Exercise:
I would like you to transcribe all of the data exactly.

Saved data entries
*****

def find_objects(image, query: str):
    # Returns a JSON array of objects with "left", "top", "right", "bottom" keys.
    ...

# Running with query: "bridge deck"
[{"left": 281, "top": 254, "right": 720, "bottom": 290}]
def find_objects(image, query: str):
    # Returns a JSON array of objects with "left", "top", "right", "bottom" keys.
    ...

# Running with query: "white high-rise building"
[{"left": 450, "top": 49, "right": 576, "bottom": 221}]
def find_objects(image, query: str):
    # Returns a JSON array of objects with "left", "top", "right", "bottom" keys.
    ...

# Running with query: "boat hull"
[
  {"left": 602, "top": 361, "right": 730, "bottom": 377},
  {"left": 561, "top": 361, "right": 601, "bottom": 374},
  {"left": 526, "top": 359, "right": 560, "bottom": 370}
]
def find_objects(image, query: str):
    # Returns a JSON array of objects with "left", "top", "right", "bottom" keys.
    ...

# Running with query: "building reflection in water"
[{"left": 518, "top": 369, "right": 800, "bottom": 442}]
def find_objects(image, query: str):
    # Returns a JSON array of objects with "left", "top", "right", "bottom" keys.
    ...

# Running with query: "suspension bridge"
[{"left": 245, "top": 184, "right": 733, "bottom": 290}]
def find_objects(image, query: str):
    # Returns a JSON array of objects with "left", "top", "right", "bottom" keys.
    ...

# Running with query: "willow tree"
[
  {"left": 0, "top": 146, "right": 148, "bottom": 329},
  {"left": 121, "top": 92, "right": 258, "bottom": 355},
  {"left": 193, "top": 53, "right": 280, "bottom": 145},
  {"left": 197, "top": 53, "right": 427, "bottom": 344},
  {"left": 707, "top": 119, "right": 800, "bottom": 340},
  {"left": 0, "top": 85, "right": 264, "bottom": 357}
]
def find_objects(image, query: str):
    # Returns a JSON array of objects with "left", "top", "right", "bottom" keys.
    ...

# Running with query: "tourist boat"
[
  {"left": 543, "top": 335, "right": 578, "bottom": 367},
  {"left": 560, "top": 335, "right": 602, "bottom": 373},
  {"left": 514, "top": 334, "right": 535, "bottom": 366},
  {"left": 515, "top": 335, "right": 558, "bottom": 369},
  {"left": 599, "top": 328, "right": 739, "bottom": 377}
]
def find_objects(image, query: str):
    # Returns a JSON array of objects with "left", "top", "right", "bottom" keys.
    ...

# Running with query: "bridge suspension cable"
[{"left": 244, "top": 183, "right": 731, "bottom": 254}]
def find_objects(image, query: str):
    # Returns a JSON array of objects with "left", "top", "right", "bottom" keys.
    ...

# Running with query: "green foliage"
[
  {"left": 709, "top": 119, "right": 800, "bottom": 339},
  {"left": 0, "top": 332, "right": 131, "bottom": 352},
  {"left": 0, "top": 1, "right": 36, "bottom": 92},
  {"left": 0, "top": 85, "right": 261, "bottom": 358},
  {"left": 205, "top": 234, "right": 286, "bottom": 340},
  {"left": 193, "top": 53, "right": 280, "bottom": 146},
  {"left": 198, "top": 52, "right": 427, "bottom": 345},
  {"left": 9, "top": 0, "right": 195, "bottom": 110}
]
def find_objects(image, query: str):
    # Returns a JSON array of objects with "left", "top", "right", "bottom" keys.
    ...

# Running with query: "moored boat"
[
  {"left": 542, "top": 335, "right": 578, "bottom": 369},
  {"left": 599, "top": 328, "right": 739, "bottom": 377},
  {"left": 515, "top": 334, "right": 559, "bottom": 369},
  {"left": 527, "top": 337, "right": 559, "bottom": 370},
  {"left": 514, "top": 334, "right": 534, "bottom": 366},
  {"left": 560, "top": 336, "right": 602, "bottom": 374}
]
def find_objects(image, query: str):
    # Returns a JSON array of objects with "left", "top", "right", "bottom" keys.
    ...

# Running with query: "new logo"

*****

Answer for this exercise:
def find_objects(image, query: str):
    # Returns a JSON array of objects with "left", "top", "right", "bottom" keys.
    ...

# Running with query: "bridge deck"
[{"left": 281, "top": 254, "right": 720, "bottom": 290}]
def find_objects(image, query: str):
    # Returns a JSON array of objects with "left", "top", "right", "bottom" keys.
    ...

# Running with query: "white high-rise building"
[{"left": 450, "top": 49, "right": 576, "bottom": 221}]
def find_objects(image, query: str):
    # Returns a JSON array of objects with "left", "top", "right", "bottom" keys.
    ...

# Running with query: "boat hull"
[
  {"left": 602, "top": 361, "right": 730, "bottom": 377},
  {"left": 561, "top": 361, "right": 601, "bottom": 374},
  {"left": 526, "top": 359, "right": 560, "bottom": 370}
]
def find_objects(image, query: str):
    # Returns a JSON array of objects with "left", "top", "right", "bottom" keys.
    ...

# Running with query: "building reflection in water"
[{"left": 518, "top": 369, "right": 800, "bottom": 442}]
def find_objects(image, query: str):
    # Returns a JSON array of objects with "left", "top", "right", "bottom" keys.
    ...

# Running with query: "suspension bridge"
[{"left": 245, "top": 184, "right": 733, "bottom": 290}]
def find_objects(image, query: str):
    # Returns a JSON array of objects with "left", "top", "right", "bottom" keys.
    ...

# Running with query: "willow tree"
[
  {"left": 0, "top": 146, "right": 148, "bottom": 329},
  {"left": 121, "top": 92, "right": 258, "bottom": 355},
  {"left": 193, "top": 53, "right": 280, "bottom": 145},
  {"left": 197, "top": 53, "right": 427, "bottom": 344},
  {"left": 707, "top": 119, "right": 800, "bottom": 340},
  {"left": 0, "top": 85, "right": 264, "bottom": 357}
]
def find_objects(image, query: str):
    # Returns a JSON array of objects with "left", "top", "right", "bottom" keys.
    ...

# Running with query: "tourist boat"
[
  {"left": 543, "top": 335, "right": 578, "bottom": 367},
  {"left": 560, "top": 335, "right": 602, "bottom": 373},
  {"left": 514, "top": 334, "right": 535, "bottom": 366},
  {"left": 515, "top": 335, "right": 558, "bottom": 369},
  {"left": 599, "top": 328, "right": 739, "bottom": 377}
]
def find_objects(image, query: str):
    # Returns a JSON array of objects with "left", "top", "right", "bottom" keys.
    ...

# Running with query: "bridge suspension cable"
[{"left": 244, "top": 183, "right": 731, "bottom": 254}]
def find_objects(image, query: str):
    # Returns a JSON array of objects with "left", "top", "right", "bottom" keys.
    ...

# Running with query: "green foliage"
[
  {"left": 709, "top": 119, "right": 800, "bottom": 339},
  {"left": 0, "top": 332, "right": 131, "bottom": 352},
  {"left": 0, "top": 1, "right": 36, "bottom": 92},
  {"left": 0, "top": 85, "right": 261, "bottom": 358},
  {"left": 205, "top": 234, "right": 286, "bottom": 340},
  {"left": 193, "top": 53, "right": 280, "bottom": 146},
  {"left": 198, "top": 52, "right": 427, "bottom": 345},
  {"left": 9, "top": 0, "right": 195, "bottom": 110}
]
def find_objects(image, query: str):
    # Returns a JSON array of objects with "left", "top", "right", "bottom" keys.
    ...

# Running with query: "moored boat"
[
  {"left": 542, "top": 335, "right": 578, "bottom": 369},
  {"left": 599, "top": 328, "right": 739, "bottom": 377},
  {"left": 515, "top": 334, "right": 559, "bottom": 369},
  {"left": 527, "top": 337, "right": 559, "bottom": 370},
  {"left": 514, "top": 334, "right": 534, "bottom": 366},
  {"left": 560, "top": 336, "right": 602, "bottom": 374}
]
def find_objects(image, query: str):
    # Returns a JSON array of objects with "left", "top", "right", "bottom" keys.
    ...

# Running with query: "new logo"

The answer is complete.